● **Extracted entries**:
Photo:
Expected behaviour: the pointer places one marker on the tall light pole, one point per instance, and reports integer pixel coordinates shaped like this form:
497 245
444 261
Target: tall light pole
...
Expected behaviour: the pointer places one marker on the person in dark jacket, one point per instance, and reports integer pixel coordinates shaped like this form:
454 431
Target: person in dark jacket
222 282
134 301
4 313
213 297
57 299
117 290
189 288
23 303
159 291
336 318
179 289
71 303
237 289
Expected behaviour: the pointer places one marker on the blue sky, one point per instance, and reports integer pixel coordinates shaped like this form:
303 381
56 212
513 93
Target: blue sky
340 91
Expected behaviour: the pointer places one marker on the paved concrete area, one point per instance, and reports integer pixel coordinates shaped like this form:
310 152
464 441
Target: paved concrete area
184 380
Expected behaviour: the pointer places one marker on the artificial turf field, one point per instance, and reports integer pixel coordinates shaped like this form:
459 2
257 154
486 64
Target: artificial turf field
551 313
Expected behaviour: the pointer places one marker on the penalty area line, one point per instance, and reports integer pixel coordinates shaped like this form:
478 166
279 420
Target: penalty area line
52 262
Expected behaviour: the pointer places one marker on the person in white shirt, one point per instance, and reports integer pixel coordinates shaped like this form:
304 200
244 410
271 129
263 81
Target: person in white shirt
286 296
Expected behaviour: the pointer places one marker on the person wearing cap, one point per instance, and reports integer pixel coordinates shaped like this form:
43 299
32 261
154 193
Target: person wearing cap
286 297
--
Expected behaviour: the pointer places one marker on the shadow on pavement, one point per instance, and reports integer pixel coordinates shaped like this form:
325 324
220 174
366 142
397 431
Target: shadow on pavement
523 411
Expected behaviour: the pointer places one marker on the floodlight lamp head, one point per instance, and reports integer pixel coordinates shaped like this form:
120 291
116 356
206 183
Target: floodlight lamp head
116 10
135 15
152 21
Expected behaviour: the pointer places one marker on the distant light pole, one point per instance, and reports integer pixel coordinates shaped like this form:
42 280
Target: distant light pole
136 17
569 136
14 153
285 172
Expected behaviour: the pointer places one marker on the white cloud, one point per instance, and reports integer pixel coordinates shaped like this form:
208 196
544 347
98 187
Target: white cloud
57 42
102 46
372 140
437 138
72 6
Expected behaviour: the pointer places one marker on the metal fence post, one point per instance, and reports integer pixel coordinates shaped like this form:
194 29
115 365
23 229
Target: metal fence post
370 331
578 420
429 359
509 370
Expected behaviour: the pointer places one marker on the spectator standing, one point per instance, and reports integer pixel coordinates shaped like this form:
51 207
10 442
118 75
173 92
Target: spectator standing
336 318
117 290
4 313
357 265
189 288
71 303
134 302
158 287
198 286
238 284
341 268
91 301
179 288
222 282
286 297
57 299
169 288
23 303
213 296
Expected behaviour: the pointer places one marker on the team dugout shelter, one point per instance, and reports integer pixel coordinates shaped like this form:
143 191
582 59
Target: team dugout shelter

● **Problem details**: Using only the data above, copy out the lines that include the word "tall".

● **Reply to the task**:
Expected behaviour: the pointer places one marker on the tall light pole, one point per instance, and reports integer pixel coordinates shaped like this form:
Target: tall light pole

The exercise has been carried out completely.